WHAT TO DO:
From the mountain biking passage, retype the portion starting at "We highlight four" and ending at "keen price points.".

─── DOCUMENT PASSAGE

We highlight four of this great value breed, all rejecting the complexity and labour intensive manufacturing of carbon in favour of a frame material that has been serving mountain bikers humbly for the last forty years: aluminium. Yes, this non-ferrous metal might have the atomic number 13, but if you’re looking for maximum bang to buck, it’s your lucky day. Privateer, Vitus, Trek and Intense all have new aluminium e-bikes with up-to-date geometry, plenty of power and range but at keen price points.
Manon Carpenter may have retired from downhill competition, but her new role as a trail advocate is achieving results far beyond the race track. Back in 2013 MBR described Manon as ‘a storm-force blast of fresh air.’ While she’s moved from successful racer to passionate trail advocate, filmmaker and conversation facilitator that statement still very much stands and her winning streak continues.

──────
─── DATA SHOWN

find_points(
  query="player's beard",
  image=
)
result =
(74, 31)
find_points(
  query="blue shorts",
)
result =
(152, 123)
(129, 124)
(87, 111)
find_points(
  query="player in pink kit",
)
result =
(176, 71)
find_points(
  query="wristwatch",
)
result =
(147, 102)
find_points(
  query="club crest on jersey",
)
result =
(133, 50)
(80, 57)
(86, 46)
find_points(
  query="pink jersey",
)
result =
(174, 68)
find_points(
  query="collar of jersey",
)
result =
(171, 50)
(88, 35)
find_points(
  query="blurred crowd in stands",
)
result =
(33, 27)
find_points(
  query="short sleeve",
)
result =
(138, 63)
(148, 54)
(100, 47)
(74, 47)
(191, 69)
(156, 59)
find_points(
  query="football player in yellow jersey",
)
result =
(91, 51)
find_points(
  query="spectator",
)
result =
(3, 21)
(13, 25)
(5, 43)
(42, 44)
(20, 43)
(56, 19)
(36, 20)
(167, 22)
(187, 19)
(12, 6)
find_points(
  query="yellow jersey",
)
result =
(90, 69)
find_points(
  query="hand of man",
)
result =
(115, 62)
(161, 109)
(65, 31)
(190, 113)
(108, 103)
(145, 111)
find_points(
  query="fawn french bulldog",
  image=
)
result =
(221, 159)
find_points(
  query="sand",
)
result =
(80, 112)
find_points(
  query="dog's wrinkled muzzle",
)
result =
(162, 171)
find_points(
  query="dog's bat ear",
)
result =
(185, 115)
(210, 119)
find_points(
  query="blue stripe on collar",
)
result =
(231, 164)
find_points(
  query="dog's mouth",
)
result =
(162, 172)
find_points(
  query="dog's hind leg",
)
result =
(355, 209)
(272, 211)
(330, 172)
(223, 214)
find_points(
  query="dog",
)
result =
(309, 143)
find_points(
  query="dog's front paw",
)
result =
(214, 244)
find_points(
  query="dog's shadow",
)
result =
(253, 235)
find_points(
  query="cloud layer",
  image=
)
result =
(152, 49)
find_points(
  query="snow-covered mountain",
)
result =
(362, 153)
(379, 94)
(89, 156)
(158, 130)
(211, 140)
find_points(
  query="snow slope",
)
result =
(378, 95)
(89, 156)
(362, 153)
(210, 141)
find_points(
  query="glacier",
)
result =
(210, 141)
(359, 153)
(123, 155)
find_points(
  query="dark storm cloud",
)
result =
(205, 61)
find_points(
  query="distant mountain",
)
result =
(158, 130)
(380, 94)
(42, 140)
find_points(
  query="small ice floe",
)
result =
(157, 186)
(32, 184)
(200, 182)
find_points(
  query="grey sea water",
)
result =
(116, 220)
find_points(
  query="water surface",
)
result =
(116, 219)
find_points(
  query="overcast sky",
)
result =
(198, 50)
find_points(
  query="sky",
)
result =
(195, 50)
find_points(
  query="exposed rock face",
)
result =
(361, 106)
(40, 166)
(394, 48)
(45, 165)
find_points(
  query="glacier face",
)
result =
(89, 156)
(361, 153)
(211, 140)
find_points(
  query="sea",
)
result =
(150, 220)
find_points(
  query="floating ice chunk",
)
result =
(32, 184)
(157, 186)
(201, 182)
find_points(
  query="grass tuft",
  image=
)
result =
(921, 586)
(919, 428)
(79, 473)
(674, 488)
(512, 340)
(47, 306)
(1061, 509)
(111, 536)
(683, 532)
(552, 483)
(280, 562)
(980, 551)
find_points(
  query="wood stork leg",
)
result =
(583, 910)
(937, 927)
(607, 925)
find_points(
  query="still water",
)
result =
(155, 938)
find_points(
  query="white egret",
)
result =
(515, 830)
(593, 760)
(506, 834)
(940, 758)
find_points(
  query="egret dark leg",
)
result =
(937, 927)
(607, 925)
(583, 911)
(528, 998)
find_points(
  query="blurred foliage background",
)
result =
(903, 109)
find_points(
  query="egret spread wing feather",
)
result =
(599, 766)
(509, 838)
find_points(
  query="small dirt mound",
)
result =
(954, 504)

──────

RESPONSE TO THIS TASK:
We highlight four of this great value breed, all rejecting the complexity and labour intensive manufacturing of carbon in favour of a frame material that has been serving mountain bikers humbly for the last forty years: aluminium. Yes, this non-ferrous metal might have the atomic number 13, but if you’re looking for maximum bang to buck, it’s your lucky day. Privateer, Vitus, Trek and Intense all have new aluminium e-bikes with up-to-date geometry, plenty of power and range but at keen price points.